[Work to do]: Present the lines of the listing below as a numbered list, from the line containing "Locate the grassy" up to and including the line containing "x=148 y=298", and omit any blank lines.

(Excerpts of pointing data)
BEGIN

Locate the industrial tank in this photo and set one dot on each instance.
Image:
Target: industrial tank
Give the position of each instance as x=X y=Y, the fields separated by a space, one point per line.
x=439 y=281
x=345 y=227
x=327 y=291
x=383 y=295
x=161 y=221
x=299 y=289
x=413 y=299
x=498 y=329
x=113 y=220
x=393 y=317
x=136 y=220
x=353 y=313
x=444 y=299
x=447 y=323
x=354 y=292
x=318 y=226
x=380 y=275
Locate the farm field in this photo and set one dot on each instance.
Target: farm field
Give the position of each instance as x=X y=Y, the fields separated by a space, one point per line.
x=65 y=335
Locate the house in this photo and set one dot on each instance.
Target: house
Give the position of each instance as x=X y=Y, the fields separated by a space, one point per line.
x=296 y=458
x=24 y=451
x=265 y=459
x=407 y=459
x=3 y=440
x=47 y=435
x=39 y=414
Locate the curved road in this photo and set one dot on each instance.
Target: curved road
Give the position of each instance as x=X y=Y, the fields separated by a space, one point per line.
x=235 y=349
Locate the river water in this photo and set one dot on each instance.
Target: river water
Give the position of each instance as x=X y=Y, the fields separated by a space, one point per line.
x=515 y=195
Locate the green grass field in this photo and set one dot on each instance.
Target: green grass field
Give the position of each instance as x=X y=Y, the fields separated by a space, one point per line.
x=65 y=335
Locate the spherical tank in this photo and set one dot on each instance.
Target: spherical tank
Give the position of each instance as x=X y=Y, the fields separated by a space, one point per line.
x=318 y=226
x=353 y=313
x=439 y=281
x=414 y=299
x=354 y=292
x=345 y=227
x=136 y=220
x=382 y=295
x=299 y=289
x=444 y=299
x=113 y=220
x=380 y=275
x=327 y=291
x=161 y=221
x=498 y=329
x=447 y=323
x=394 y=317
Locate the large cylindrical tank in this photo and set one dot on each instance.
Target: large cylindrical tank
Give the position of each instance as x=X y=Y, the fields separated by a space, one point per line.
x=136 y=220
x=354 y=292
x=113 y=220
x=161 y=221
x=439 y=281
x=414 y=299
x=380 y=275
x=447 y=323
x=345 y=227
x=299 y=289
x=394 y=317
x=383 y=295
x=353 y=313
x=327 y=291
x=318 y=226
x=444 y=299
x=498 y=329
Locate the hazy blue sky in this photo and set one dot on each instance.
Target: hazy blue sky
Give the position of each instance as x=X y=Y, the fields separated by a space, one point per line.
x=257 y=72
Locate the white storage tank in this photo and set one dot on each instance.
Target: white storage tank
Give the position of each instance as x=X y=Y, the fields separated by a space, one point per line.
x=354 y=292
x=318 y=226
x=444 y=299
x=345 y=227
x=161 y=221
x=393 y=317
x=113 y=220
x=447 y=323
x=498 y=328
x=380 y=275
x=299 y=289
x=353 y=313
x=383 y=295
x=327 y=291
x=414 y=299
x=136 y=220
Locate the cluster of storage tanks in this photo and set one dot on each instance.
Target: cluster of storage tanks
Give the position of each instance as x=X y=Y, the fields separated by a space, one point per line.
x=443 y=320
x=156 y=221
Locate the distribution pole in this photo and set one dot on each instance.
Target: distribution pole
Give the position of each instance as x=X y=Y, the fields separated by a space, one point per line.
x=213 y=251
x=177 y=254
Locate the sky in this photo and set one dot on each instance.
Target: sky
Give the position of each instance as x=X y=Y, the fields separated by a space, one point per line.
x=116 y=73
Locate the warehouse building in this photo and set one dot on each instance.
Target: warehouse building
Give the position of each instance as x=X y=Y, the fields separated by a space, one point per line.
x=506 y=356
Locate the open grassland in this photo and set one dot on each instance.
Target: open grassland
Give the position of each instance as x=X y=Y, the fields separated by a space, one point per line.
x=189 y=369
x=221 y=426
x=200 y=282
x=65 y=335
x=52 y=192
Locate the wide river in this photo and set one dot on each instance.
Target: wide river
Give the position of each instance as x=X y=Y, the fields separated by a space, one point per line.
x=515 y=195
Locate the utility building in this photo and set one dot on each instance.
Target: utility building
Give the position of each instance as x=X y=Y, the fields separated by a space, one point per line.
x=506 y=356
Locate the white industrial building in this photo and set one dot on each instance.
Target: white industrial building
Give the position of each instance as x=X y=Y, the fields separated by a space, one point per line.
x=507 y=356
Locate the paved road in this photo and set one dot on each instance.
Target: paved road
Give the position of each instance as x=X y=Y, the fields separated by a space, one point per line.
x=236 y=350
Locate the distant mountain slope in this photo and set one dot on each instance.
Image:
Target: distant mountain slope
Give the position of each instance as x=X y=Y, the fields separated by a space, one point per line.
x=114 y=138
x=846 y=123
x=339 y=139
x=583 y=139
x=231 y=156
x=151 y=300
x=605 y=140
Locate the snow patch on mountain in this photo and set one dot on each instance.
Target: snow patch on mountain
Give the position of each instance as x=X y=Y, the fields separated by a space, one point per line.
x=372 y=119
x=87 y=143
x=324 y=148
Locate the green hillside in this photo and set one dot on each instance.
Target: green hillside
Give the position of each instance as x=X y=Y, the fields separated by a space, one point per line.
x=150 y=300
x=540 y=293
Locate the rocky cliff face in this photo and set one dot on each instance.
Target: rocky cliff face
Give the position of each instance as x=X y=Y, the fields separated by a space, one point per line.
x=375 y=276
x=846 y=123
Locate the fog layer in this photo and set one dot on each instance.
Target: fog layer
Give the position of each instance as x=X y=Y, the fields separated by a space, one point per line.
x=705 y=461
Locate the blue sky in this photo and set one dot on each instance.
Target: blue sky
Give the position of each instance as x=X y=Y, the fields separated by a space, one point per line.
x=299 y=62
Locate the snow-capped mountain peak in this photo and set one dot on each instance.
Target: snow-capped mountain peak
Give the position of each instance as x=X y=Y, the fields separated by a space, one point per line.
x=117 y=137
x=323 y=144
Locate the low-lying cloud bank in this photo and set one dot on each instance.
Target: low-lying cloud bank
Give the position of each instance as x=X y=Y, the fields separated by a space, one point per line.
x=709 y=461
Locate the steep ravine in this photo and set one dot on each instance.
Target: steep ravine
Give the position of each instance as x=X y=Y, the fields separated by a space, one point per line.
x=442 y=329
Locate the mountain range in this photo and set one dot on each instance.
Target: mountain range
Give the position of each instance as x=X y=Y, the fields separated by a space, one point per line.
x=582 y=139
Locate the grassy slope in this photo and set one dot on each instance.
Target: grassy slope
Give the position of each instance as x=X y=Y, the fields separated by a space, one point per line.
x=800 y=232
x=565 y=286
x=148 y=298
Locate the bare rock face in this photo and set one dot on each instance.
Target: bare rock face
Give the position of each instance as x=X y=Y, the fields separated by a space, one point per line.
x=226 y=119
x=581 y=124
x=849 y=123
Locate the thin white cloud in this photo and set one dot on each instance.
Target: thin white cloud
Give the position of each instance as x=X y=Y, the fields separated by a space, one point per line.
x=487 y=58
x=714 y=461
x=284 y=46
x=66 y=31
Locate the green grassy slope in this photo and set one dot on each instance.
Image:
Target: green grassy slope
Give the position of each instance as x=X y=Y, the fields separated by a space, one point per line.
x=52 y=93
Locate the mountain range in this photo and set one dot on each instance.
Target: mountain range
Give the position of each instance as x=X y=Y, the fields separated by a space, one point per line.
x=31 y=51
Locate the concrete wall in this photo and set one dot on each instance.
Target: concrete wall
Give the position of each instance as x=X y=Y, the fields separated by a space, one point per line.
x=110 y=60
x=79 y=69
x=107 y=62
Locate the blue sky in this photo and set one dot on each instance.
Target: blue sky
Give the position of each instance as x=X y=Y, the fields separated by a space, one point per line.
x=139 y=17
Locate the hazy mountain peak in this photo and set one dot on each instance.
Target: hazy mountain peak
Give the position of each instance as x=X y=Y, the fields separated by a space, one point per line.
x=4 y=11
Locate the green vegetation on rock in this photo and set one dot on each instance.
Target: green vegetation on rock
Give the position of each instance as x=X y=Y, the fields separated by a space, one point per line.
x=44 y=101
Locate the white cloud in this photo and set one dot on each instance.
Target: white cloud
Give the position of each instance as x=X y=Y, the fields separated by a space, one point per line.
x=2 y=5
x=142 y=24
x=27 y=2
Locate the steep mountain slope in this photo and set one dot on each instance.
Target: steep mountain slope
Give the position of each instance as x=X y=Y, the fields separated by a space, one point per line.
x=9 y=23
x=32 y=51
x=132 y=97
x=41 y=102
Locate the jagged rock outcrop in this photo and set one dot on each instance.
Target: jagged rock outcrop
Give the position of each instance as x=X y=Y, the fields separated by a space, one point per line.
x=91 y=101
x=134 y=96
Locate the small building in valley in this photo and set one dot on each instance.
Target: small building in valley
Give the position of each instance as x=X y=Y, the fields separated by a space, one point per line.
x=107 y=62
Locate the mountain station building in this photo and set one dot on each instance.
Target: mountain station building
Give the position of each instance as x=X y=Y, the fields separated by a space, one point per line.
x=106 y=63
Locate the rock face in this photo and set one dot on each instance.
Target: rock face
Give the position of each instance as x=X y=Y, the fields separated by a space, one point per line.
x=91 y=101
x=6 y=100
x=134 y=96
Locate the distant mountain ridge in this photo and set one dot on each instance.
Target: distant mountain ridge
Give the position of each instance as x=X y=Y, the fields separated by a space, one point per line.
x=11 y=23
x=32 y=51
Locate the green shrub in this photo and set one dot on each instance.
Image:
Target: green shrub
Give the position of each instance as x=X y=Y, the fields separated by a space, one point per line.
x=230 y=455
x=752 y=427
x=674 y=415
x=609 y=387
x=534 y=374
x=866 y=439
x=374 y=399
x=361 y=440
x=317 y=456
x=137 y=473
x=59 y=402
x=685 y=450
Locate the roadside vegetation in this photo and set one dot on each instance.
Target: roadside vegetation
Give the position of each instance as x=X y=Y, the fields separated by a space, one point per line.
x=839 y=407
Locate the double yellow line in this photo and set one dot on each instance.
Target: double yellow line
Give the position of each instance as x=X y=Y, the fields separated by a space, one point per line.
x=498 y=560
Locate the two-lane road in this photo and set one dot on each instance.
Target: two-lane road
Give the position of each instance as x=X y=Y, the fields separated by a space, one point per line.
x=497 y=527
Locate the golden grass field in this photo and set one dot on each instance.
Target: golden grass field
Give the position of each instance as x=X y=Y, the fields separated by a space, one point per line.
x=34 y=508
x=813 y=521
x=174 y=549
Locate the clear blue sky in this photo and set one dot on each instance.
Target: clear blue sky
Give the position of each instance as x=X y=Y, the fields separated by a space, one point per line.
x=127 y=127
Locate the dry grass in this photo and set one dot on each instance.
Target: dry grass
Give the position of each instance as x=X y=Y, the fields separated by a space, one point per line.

END

[The response]:
1. Locate the grassy slope in this photo and set one dot on each instance.
2. Target: grassy slope
3. Give the position of each instance as x=X y=Y, the fields separated by a space, one point per line.
4. x=800 y=232
5. x=565 y=286
6. x=148 y=298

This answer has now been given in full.